▶ [EXERCISE GOAL]: Format the rows as a JSON list of strings, one string per line with blank lines omitted, starting with the line containing "Pick out the groom's" and continuing through the line containing "Pick out the sunlit".

▶ [SOURCE RECORDS]:
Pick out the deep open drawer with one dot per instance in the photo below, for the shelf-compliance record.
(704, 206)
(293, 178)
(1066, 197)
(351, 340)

--

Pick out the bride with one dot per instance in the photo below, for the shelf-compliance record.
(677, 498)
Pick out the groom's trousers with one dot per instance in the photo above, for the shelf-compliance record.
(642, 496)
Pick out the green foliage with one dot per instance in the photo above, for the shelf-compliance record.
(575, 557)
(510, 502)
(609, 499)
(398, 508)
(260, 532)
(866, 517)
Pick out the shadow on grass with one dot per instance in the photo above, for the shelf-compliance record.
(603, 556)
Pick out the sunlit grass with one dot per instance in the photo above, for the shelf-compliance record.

...

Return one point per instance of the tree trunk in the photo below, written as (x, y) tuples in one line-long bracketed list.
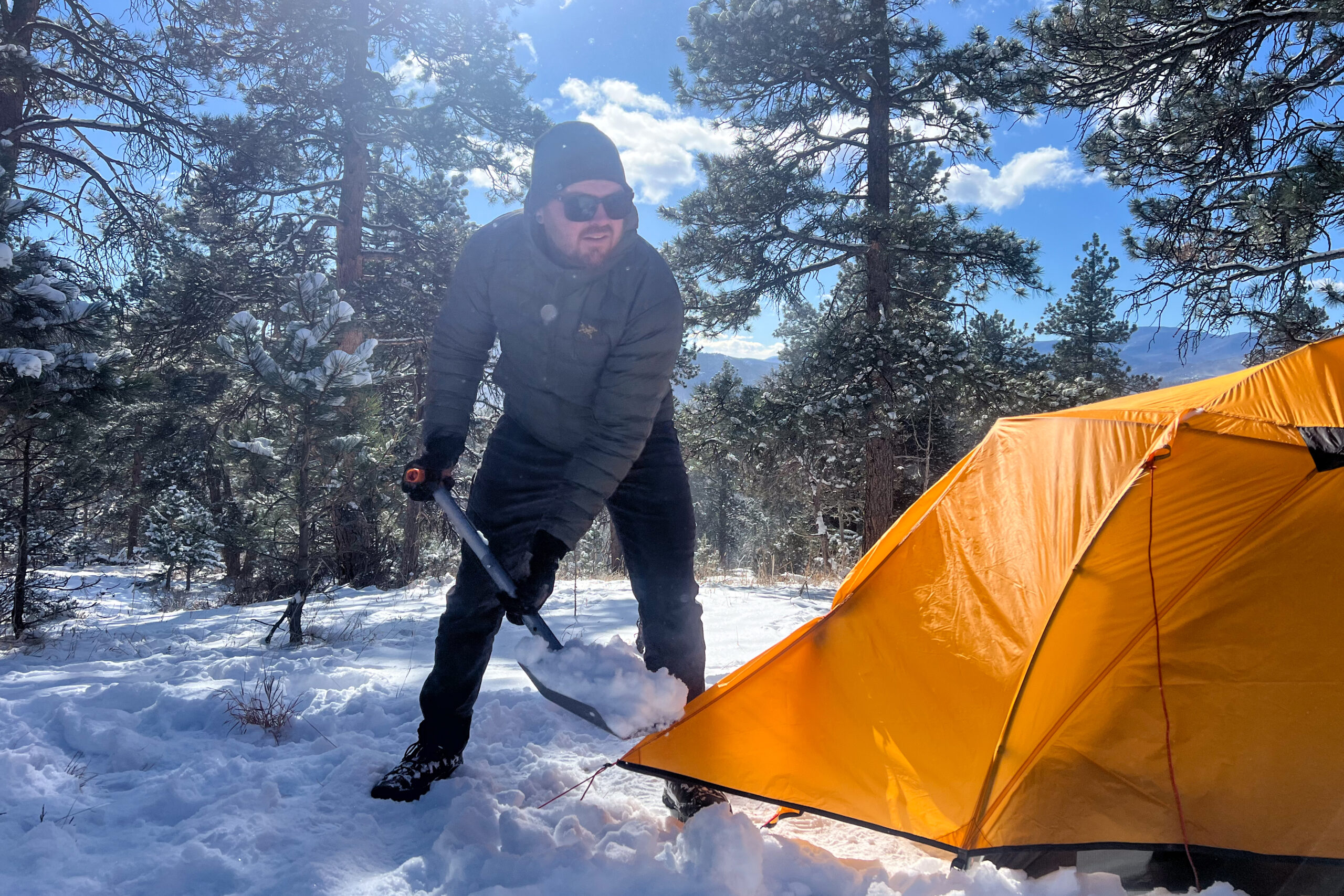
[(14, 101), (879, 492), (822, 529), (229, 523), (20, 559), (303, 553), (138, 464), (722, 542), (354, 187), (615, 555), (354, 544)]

▶ [EXPECTED OUTPUT]:
[
  "Pick out the groom's trousers with one dot per instance in the photo above, for the shelf-compliance record.",
  "(642, 496)",
  "Pick out the green foliage with one dot per instance in the photo above, for the shelf-compliance record.",
  "(575, 557)",
  "(510, 502)",
  "(609, 499)",
  "(398, 508)",
  "(260, 532)",
  "(866, 517)",
  "Pick out the shadow on grass with one dot per instance in the photo above, for the shelf-compliance record.",
  "(603, 556)",
  "Pick out the sunlit grass with one dot per instance in the photo above, for the shelf-compliance record."
]